— Document —

+--

Theorem. A scalar $\lambda$ is an eigenvalue of a matrix $A \in \mathbb{R}^{p \times p}$ if and only if $\det(A - \lambda I_p) = 0$. The polynomial $f(t) := \det(A - tI_p)$ is called the characteristic polynomial of $A$. $\square$

Proof. See any linear algebra textbook. $\square$

For example, if

A = \begin{pmatrix} 1 & 0 & 0 \\ 0 & 1 & 0 \\ 0 & 0 & 1 \end{pmatrix},

then $\forall\, v \in \mathbb{R}^3$, $Av = 1 \cdot v$. How about

A = \begin{pmatrix} 1 & 2 & 3 \\ 0 & 4 & 5 \\ 0 & 0 & 6 \end{pmatrix}?

f(t) = \det(A - tI_3) \] \[ = \det \begin{pmatrix} 1-t & 2 & 3 \\ 0 & 4-t & 5 \\ 0 & 0 & 6-t \end{pmatrix} \] \[ = (1-t)\det\begin{pmatrix} 4-t & 5 \\ 0 & 6-t \end{pmatrix} - 0 + 0 \] \[ = (1-t)\left[(4-t)(6-t) - 0\right] \] \[ = (1-t)(4-t)(6-t)

which is a cubic polynomial with roots $t = 1$, $t = 4$, $t = 6$.

How to find the eigenvectors of

A = \begin{pmatrix} 1 & 2 & 3 \\ 0 & 4 & 5 \\ 0 & 0 & 6 \end{pmatrix},

and verify that $1, 4, 6$ are the eigenvalues of $A$?

+--

— Rows —
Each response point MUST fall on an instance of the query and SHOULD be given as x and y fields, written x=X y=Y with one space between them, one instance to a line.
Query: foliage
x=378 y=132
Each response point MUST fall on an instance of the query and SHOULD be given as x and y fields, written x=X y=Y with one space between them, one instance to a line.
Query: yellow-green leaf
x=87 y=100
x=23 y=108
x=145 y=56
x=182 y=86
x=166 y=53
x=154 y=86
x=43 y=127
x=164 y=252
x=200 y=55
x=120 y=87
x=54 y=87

+--

— Objective A —
In the eigenvalue text, what are the roots of the cubic polynomial worked out for the upper triangular matrix?
— Objective B —
Retype everything in the eigenvalue text from "f(t) = \det(A" down to "0\right] \] \[ = (1-t)(4-t)(6-t)".
The lines after the eigenvalue text aren't needed for anything here.

— Expected output A —
t = 1, t = 4, and t = 6.

— Expected output B —
f(t) = \det(A - tI_3) \] \[ = \det \begin{pmatrix} 1-t & 2 & 3 \\ 0 & 4-t & 5 \\ 0 & 0 & 6-t \end{pmatrix} \] \[ = (1-t)\det\begin{pmatrix} 4-t & 5 \\ 0 & 6-t \end{pmatrix} - 0 + 0 \] \[ = (1-t)\left[(4-t)(6-t) - 0\right] \] \[ = (1-t)(4-t)(6-t)